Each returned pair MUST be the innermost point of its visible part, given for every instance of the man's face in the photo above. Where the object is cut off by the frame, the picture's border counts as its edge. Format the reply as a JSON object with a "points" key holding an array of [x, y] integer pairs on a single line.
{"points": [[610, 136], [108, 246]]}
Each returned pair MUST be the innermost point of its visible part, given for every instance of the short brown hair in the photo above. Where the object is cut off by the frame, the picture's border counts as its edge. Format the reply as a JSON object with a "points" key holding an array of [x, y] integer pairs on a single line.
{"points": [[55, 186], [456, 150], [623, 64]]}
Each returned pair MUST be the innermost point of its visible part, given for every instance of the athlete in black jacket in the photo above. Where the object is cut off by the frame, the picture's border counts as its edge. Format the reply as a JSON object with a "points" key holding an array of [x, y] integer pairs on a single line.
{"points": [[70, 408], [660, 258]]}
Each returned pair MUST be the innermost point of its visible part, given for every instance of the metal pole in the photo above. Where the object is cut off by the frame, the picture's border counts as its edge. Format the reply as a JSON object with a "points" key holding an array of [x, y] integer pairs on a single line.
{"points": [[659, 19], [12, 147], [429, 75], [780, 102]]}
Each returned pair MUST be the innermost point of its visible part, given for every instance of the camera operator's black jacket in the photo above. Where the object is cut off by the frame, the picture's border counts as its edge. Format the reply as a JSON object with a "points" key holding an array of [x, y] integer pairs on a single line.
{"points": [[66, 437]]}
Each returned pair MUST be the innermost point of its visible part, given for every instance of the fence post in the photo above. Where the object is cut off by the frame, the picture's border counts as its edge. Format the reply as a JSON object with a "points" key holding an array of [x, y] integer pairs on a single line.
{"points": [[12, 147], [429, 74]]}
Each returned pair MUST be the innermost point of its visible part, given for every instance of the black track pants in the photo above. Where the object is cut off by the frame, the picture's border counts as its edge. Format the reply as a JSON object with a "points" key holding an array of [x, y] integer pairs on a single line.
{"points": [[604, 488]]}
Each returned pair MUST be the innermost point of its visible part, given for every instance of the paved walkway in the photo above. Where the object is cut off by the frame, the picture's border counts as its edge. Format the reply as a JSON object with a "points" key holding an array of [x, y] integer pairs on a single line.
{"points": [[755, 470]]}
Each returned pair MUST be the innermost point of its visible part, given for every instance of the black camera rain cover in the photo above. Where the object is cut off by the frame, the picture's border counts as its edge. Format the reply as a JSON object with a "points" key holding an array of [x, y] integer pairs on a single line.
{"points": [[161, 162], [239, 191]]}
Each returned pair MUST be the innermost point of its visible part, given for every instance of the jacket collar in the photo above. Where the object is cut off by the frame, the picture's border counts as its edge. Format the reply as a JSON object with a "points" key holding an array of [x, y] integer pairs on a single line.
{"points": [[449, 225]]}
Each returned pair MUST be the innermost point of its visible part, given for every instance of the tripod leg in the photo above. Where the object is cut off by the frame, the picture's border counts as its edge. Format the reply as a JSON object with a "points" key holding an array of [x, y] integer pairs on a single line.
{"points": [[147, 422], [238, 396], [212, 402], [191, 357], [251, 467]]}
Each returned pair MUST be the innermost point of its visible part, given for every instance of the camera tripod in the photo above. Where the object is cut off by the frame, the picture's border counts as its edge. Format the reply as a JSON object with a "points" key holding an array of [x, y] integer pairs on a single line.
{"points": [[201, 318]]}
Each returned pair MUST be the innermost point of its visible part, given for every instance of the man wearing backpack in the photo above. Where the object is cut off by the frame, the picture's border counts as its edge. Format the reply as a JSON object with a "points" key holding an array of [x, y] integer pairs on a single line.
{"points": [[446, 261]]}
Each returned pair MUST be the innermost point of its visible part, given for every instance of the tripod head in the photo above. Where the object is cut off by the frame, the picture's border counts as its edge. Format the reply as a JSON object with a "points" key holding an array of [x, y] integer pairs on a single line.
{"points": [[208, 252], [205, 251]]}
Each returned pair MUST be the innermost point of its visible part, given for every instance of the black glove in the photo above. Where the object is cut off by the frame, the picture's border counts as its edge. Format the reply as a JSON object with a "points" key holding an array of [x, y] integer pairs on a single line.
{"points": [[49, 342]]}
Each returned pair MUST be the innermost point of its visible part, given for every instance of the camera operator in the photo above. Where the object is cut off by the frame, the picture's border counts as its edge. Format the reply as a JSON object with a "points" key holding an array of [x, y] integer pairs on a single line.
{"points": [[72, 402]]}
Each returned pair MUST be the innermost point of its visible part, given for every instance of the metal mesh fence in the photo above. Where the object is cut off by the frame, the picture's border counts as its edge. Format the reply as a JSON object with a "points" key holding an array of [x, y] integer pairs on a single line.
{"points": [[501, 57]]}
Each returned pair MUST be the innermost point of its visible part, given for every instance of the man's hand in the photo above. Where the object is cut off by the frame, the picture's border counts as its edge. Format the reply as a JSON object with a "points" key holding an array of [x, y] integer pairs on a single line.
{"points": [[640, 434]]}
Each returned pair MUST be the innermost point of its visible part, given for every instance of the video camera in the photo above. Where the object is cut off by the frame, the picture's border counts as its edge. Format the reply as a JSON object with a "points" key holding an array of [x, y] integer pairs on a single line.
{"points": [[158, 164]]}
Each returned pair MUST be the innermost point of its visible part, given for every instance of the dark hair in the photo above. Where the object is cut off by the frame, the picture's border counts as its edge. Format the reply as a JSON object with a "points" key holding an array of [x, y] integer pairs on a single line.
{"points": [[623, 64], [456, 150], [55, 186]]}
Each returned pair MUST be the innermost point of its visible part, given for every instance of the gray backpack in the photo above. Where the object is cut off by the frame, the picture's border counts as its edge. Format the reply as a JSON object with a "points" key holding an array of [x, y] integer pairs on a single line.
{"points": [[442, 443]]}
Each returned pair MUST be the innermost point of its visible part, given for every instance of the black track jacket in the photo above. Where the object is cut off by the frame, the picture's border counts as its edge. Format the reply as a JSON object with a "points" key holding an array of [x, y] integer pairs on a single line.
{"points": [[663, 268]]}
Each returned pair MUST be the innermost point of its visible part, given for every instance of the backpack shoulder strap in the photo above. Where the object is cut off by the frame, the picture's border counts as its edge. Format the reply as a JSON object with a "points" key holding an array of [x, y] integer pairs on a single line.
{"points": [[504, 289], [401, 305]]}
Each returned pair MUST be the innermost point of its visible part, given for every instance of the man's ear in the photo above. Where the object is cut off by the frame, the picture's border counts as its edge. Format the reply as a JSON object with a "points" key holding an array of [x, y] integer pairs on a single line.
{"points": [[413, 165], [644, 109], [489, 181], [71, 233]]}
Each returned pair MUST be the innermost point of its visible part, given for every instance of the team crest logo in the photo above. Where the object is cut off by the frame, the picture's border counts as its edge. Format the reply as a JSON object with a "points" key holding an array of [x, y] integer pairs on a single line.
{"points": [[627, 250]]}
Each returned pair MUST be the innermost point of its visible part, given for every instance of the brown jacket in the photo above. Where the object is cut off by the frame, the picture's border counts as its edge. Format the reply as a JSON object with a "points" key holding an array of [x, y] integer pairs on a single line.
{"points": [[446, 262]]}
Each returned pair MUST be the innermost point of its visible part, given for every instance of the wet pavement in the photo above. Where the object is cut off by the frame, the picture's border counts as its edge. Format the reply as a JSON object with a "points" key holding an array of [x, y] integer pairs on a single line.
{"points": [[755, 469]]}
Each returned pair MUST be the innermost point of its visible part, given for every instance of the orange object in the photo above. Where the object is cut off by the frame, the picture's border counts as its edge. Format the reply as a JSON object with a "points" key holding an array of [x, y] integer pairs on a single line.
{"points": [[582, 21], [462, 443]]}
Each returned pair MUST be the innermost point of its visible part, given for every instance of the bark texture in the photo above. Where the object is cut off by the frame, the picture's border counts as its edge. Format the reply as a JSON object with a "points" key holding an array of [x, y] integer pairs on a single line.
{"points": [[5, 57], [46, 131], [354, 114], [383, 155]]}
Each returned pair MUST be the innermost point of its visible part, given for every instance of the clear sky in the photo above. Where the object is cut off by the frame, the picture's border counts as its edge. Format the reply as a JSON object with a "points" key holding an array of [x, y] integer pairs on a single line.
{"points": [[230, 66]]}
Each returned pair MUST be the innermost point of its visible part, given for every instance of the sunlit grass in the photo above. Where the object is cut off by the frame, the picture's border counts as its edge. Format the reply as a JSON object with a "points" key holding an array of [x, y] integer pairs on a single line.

* * * * * * *

▶ Given task
Convert the records, from the line with "of the bark" through the end of the records, into a Markdown table with a Row column numbering each line and a Line column holding it, leaving out blank lines.

▶ Exercise response
| Row | Line |
|---|---|
| 1 | Each returned pair MUST be the innermost point of its visible part, given for every instance of the bark texture in the photo above. Where the object is cut off by the frame, the picture's border counts as its edge. Format the reply as a JSON object with a "points" key holding an array of [x, y] integer pairs on a single line. |
| 2 | {"points": [[5, 57], [46, 131], [354, 114], [383, 155]]} |
| 3 | Each returned pair MUST be the innermost point of its visible part, given for every instance of the clear sky in the photo above. Where the object is cut off by the frame, the picture's border counts as its edge. Format the reply as a JSON object with a "points" key holding an array of [x, y] integer pairs on a single line. |
| 4 | {"points": [[230, 66]]} |
| 5 | Each returned pair MUST be the innermost point of its visible part, given for every instance of the sunlit grass in the photo above. Where the object is cut off by the frame, the picture's border counts as its edge. Format the reply as a JSON object with a "points" key holding an array of [x, y] integer pairs on a single line. |